* begin RECORDS SUPPLIED *

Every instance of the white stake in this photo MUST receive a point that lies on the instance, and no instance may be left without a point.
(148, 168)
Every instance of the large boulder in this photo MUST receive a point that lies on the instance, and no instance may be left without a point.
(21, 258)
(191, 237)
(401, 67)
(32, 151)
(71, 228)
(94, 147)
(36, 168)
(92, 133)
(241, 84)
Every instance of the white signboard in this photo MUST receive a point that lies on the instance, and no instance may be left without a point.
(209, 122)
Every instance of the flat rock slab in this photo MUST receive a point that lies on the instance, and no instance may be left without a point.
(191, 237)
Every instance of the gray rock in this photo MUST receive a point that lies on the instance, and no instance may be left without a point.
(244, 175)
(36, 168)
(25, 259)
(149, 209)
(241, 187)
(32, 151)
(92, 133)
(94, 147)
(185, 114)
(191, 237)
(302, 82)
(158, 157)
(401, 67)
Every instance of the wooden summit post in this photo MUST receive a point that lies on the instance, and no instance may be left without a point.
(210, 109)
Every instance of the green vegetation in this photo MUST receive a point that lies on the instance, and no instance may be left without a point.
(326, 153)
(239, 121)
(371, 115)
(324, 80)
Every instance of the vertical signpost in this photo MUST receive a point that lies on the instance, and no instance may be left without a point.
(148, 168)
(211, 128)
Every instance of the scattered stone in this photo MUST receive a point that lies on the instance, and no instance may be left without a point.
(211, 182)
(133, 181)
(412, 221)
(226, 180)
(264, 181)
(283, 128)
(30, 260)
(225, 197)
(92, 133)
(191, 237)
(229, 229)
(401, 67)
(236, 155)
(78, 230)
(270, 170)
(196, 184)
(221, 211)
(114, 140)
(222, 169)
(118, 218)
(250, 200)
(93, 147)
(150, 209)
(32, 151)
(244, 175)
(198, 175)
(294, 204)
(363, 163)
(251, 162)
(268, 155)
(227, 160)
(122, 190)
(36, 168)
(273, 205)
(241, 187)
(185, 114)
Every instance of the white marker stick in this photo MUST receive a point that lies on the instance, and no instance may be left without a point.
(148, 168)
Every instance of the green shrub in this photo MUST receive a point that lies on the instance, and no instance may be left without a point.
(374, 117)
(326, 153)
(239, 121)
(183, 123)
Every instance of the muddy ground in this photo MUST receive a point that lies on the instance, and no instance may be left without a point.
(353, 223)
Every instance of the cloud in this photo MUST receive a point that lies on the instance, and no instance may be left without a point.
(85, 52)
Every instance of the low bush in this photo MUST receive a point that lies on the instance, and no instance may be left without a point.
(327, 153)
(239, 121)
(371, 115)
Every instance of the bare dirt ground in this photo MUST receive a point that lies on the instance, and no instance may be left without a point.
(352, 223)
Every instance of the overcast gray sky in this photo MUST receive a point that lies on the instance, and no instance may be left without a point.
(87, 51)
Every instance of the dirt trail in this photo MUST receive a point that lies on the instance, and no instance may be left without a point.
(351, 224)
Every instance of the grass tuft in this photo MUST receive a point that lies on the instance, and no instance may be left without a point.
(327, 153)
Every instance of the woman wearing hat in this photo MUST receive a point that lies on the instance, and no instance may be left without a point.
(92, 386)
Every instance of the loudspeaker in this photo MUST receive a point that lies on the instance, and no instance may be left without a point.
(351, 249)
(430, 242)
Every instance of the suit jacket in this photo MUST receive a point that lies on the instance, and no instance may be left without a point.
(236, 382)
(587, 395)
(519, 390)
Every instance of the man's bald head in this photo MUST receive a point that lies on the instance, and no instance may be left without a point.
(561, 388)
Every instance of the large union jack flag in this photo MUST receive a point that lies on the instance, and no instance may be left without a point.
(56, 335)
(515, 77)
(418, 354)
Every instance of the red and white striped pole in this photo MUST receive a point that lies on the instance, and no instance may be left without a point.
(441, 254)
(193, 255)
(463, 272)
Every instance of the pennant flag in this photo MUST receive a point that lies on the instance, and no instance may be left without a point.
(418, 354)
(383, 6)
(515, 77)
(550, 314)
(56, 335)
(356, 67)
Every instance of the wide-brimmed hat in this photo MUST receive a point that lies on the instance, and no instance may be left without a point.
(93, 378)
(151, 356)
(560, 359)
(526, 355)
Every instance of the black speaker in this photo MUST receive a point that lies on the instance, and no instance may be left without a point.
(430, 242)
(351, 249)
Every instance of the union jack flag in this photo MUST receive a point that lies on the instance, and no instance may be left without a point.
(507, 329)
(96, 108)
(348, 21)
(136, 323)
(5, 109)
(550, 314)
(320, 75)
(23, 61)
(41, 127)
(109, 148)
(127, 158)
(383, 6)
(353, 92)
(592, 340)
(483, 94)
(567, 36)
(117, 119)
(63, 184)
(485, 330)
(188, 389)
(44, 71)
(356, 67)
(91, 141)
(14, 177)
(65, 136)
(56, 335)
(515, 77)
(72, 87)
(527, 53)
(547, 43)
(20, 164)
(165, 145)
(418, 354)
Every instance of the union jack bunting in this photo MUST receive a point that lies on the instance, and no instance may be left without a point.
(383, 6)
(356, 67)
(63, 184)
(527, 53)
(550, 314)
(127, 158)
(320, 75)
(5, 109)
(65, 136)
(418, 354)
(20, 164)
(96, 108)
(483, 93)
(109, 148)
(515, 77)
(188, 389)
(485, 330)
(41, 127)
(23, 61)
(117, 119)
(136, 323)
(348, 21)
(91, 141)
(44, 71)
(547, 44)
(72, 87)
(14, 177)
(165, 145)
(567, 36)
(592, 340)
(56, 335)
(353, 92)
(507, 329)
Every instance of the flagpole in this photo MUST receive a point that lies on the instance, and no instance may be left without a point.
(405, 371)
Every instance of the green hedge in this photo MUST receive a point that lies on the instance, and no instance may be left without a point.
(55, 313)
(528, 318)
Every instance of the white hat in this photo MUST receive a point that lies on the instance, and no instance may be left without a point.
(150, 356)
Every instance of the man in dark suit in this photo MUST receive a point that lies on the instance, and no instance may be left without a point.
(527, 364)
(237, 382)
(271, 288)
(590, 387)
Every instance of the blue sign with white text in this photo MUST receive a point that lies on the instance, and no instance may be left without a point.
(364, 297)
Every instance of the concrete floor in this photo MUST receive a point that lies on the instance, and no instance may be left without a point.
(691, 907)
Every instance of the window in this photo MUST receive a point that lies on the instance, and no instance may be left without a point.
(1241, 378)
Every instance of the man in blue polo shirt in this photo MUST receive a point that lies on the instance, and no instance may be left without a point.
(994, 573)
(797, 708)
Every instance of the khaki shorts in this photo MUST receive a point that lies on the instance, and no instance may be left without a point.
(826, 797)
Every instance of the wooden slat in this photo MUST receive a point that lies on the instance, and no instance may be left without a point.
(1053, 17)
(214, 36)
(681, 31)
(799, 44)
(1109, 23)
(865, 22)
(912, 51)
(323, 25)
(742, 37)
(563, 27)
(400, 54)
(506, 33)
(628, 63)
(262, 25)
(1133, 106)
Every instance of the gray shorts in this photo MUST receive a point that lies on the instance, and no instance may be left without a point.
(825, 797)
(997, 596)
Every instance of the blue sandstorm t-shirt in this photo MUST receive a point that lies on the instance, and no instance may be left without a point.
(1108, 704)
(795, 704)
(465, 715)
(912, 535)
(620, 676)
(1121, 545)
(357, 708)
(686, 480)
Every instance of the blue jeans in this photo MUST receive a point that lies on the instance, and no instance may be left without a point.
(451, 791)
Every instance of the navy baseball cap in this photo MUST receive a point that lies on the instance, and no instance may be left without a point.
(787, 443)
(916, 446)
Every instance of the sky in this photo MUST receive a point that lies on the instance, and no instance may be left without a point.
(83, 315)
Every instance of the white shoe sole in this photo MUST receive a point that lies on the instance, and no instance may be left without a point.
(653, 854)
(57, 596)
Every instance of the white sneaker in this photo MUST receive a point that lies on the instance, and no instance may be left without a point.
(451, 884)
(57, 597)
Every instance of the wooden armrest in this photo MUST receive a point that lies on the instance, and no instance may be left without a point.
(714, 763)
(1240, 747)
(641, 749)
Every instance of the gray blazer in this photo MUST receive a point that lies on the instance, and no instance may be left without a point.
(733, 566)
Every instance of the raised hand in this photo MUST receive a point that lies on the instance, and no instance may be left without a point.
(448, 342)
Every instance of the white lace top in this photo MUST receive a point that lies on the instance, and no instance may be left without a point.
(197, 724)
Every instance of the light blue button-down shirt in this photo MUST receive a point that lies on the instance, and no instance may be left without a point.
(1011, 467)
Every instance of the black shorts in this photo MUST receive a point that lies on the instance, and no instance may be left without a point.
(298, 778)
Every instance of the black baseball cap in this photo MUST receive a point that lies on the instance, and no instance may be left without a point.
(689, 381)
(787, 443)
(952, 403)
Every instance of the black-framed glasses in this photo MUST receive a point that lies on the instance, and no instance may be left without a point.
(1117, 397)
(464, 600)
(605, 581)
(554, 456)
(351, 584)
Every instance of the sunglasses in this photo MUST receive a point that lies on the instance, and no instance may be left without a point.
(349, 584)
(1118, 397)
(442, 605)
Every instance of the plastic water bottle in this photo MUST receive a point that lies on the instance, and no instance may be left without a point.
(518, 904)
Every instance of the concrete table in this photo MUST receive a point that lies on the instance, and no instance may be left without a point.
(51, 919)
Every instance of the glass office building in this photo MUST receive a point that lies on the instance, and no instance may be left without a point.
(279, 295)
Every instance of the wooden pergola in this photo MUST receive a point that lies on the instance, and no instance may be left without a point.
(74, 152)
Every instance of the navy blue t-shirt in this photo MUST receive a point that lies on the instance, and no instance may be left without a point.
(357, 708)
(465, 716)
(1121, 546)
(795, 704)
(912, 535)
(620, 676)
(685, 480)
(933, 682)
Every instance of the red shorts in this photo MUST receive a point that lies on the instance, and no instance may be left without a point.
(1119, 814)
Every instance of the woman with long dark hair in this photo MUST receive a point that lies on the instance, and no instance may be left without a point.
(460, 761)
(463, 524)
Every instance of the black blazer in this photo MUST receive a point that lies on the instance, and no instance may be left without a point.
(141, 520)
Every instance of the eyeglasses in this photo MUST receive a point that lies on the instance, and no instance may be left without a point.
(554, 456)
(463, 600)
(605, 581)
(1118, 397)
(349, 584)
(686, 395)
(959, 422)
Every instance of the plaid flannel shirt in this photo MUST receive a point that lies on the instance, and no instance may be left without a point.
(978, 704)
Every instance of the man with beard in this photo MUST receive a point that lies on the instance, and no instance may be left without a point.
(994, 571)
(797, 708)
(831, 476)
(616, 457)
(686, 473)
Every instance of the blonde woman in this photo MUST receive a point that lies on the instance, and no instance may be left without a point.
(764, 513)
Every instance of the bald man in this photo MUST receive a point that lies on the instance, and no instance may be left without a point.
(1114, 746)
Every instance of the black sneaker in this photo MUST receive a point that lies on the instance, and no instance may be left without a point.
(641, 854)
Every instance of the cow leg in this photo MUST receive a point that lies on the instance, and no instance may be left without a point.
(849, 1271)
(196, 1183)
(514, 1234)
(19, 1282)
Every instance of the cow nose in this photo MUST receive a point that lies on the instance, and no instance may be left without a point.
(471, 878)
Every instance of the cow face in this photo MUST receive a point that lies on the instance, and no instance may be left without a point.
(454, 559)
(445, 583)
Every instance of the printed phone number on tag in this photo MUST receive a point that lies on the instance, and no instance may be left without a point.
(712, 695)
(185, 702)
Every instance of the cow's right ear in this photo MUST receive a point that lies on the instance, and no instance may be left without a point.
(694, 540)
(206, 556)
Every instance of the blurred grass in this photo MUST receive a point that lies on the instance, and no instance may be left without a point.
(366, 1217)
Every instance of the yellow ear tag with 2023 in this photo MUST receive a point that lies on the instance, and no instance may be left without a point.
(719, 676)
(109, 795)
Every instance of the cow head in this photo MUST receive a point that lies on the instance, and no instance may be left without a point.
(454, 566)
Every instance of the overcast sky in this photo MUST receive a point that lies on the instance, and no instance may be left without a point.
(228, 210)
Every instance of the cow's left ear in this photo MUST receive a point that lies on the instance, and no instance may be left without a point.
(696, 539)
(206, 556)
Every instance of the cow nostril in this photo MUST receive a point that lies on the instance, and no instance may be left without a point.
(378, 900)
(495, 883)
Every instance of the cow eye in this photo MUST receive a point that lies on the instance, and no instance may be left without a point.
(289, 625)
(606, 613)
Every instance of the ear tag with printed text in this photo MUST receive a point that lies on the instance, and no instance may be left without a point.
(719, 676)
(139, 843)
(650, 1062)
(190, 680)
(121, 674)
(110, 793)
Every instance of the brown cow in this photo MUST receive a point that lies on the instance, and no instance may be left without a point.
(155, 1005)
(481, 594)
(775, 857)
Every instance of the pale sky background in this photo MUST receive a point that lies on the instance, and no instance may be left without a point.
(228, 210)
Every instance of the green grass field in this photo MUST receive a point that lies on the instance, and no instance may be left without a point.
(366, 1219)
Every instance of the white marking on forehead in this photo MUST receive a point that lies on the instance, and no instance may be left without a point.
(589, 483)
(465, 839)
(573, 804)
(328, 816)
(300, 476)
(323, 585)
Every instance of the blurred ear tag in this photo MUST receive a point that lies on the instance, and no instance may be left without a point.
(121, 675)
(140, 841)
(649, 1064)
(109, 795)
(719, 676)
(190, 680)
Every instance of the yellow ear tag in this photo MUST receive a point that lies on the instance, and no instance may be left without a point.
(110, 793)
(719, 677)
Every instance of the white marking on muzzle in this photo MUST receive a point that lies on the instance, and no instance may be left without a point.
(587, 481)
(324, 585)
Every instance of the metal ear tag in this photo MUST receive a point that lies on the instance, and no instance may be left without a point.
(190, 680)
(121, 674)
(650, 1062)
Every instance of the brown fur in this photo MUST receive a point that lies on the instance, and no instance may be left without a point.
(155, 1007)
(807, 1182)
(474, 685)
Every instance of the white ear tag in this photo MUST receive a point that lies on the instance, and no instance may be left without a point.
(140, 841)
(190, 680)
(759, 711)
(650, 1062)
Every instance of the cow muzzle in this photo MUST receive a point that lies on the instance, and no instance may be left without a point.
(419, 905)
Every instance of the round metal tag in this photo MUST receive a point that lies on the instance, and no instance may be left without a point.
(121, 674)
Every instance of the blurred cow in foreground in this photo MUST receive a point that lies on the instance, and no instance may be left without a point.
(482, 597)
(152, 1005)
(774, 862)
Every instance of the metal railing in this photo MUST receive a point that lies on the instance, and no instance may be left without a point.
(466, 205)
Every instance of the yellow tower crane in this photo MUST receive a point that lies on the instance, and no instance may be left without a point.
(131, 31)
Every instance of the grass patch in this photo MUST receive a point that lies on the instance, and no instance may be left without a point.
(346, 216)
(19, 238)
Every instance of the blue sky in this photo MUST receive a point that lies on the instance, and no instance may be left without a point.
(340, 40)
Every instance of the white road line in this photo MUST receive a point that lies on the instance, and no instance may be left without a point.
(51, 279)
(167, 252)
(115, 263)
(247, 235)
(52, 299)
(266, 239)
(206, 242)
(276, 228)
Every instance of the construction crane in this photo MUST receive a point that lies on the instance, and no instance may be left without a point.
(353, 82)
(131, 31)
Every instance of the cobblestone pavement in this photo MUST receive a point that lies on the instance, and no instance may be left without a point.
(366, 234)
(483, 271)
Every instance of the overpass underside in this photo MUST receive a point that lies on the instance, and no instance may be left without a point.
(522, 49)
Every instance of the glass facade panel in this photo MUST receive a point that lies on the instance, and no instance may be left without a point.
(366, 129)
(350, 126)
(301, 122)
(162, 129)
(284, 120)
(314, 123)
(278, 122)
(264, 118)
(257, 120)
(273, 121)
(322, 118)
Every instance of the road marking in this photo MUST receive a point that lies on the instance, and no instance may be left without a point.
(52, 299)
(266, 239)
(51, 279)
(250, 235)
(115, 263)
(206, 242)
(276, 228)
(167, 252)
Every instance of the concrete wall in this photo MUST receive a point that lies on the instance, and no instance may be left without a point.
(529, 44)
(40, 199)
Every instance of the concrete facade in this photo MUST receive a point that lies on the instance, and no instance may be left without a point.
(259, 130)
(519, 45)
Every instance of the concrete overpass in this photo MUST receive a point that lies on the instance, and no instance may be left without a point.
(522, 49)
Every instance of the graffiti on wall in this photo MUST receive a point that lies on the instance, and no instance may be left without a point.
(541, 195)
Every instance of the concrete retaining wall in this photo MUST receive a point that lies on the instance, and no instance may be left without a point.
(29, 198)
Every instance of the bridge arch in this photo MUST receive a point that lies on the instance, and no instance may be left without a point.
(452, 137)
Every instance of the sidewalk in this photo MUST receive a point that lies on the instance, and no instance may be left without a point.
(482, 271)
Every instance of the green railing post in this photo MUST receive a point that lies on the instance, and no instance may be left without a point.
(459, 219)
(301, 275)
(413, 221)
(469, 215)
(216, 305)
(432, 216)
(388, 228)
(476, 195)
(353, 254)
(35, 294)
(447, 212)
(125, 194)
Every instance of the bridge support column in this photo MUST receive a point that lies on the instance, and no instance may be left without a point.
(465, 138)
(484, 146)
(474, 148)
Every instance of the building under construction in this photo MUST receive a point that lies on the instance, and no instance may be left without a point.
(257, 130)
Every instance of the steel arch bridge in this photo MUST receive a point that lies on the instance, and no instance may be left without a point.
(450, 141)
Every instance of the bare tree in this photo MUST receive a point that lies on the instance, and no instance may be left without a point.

* end RECORDS SUPPLIED *

▶ **YOUR OBJECTIVE**: Everything from the line with "Every instance of the bridge support" to the end of the listing above needs to be duplicated exactly, both end lines included, with nothing more.

▶ **TASK RESULT**:
Every instance of the bridge support column in this photo MUST receive a point that lies on the instance, and no instance may be left without a point.
(465, 138)
(484, 146)
(474, 148)
Every instance of the building under construction in this photo MUST receive a point that lies on the instance, and no instance may be left without a point.
(257, 130)
Every instance of the steel arch bridge in this photo MUST receive a point that lies on the instance, and no instance may be left without a point.
(450, 141)
Every instance of the bare tree in this photo MUST receive a point that lies on the instance, and no instance may be left without a point.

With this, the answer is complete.